#### Given entries
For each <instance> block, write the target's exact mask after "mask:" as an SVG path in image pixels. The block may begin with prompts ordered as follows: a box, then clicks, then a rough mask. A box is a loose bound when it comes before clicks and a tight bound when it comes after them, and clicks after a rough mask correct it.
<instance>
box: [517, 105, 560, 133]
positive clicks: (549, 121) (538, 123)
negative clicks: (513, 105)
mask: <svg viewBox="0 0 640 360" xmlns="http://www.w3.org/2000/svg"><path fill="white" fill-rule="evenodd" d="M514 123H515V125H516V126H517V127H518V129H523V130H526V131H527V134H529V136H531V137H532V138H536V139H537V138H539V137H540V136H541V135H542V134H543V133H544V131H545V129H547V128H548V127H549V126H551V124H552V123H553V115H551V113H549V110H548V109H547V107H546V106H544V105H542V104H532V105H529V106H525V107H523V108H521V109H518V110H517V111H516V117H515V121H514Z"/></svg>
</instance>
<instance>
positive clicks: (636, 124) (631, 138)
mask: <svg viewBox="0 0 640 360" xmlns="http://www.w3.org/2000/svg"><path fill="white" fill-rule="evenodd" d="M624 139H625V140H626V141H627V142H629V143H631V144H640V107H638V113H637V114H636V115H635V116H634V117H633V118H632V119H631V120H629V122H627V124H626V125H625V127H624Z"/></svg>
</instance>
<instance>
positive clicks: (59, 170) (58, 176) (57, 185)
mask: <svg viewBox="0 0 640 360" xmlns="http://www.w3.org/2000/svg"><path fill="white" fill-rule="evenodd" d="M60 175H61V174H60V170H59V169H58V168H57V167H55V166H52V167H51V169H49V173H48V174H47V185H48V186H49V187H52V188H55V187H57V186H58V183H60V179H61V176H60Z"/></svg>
########
(What you should do):
Nothing but the lines from the start of the data through the line holding "positive clicks: (549, 121) (538, 123)" should be restated, and each one exactly.

(Task solution):
For each <instance> block, write the target's exact mask after "mask:" as an SVG path in image pixels. The block may begin with prompts ordered as follows: a box, then clicks, then a rough mask. A box is a loose bound when it comes before clicks and a tight bound when it comes after them, and clicks after a rough mask correct it.
<instance>
box: [517, 105, 560, 133]
positive clicks: (549, 121) (538, 123)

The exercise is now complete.